* 요구 사항 *
1. 자동 미분 노트북에서 # 기호로 시작하는 주석 줄을 모두 찾아 나오는 순서대로 적으세요.
2. 자동 미분 노트북을 마지막 줄 다음부터 이어 가세요.

* 제공된 글 *
In [None]:
# 자동 미분을 사용하여 그레디언트 계산

In [2]:
def f(w1, w2):
    return 3 * w1 ** 2 + 2 * w1 * w2

w1, w2 = 5, 3
eps = 1e-6
(f(w1 + eps, w2) - f(w1, w2)) / eps

36.000003007075065

In [3]:
(f(w1, w2 + eps) - f(w1, w2)) / eps

10.000000003174137

In [4]:
import tensorflow as tf

w1, w2 = tf.Variable(5.), tf.Variable(3.)
with tf.GradientTape() as tape:
    z = f(w1, w2)

gradients = tape.gradient(z, [w1, w2])
gradients

[<tf.Tensor: shape=(), dtype=float32, numpy=36.0>,
 <tf.Tensor: shape=(), dtype=float32, numpy=10.0>]

In [None]:
# gradient()메서드가 호출된 후에는 자동으로 테이프가 지워짐
# 한 번 사용하면 tape이 없어짐

In [5]:
with tf.GradientTape() as tape:
    z = f(w1, w2)

dz_dw1 = tape.gradient(z, w1)
try:
    dz_dw2 = tape.gradient(z, w2)
except RuntimeError as ex:
    print(ex)

A non-persistent GradientTape can only be used to compute one set of gradients (or jacobians)


In [6]:
with tf.GradientTape(persistent=True) as tape:
    z = f(w1, w2)

dz_dw1 = tape.gradient(z, w1)
dz_dw2 = tape.gradient(z, w2) # works now!
del tape
dz_dw1, dz_dw2

(<tf.Tensor: shape=(), dtype=float32, numpy=36.0>,
 <tf.Tensor: shape=(), dtype=float32, numpy=10.0>)

In [7]:
c1, c2 = tf.constant(5.), tf.constant(3.)
with tf.GradientTape() as tape:
    z = f(c1, c2)

gradients = tape.gradient(z, [c1, c2])
gradients

[None, None]

In [13]:
with tf.GradientTape() as tape:
    tape.watch(c1)
    tape.watch(c2)
    z = f(c1, c2)

gradients = tape.gradient(z, [c1, c2])
gradients

[<tf.Tensor: shape=(), dtype=float32, numpy=36.0>,
 <tf.Tensor: shape=(), dtype=float32, numpy=10.0>]

In [None]:
# 2변수 함수

In [14]:
with tf.GradientTape() as tape:
    z1 = f(w1, w2 + 2.)
    z2 = f(w1, w2 + 5.)
    z3 = f(w1, w2 + 7.)

tape.gradient([z1, z2, z3], [w1, w2])

* 원시 기록 *
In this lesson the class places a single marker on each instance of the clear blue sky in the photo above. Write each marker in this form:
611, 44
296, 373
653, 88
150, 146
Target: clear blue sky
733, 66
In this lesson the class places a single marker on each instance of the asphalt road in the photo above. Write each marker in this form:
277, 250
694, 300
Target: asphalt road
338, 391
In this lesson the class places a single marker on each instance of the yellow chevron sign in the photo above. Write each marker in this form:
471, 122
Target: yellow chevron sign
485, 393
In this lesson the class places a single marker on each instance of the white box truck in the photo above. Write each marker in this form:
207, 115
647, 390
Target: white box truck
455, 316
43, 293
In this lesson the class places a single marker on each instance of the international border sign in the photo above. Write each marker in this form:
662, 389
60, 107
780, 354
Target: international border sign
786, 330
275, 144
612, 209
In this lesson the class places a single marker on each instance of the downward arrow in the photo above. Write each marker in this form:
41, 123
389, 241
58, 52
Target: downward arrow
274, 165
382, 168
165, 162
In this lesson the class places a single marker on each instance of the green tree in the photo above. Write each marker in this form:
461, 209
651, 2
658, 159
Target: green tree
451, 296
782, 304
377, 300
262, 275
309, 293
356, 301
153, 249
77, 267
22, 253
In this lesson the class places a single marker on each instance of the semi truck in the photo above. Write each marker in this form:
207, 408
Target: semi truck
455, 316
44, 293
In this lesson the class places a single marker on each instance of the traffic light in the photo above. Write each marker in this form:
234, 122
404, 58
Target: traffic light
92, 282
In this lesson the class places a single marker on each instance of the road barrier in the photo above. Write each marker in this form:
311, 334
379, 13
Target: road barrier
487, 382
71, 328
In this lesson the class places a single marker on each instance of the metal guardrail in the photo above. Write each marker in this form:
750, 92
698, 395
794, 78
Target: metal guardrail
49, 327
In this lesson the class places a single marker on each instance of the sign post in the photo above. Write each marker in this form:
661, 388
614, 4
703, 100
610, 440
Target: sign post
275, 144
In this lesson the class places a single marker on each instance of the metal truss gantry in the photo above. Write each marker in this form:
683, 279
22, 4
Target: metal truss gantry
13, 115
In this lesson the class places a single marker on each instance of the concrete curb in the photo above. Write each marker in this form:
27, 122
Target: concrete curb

* 과제 정답 *
1.
# 자동 미분을 사용하여 그레디언트 계산
# gradient()메서드가 호출된 후에는 자동으로 테이프가 지워짐
# 한 번 사용하면 tape이 없어짐
# 2변수 함수

2.
[<tf.Tensor: shape=(), dtype=float32, numpy=136.0>,
 <tf.Tensor: shape=(), dtype=float32, numpy=30.0>]

In [15]:
# 신경망의 일부분에 그레디언트가 역전파 되지 않도록 막기 
# tf.stop_gradient()함수를 사용 
# 정방향때는 정상 계산 
# 역전파시에는 그레디언트를 전파하지 않음(상수처럼 동작)

In [None]:
def f(w1, w2):
    return 3 * w1 ** 2 + tf.stop_gradient(2 * w1 * w2)

with tf.GradientTape() as tape:
    z = f(w1, w2)

tape.gradient(z, [w1, w2])

In [16]:
# 사용자 정의 훈련 반복

In [21]:
import tensorflow as tf
from tensorflow import keras
import numpy as np

l2_reg = keras.regularizers.l2(0.05)
model = keras.models.Sequential([
    keras.layers.Dense(30, activation="elu", kernel_initializer="he_normal",
                       kernel_regularizer=l2_reg),
    keras.layers.Dense(1, kernel_regularizer=l2_reg)
])

def random_batch(X, y, batch_size=32):
    idx = np.random.randint(len(X), size=batch_size)
    return X[idx], y[idx]

def print_status_bar(iteration, total, loss, metrics=None):
    metrics = " - ".join(["{}: {:.4f}".format(m.name, m.result())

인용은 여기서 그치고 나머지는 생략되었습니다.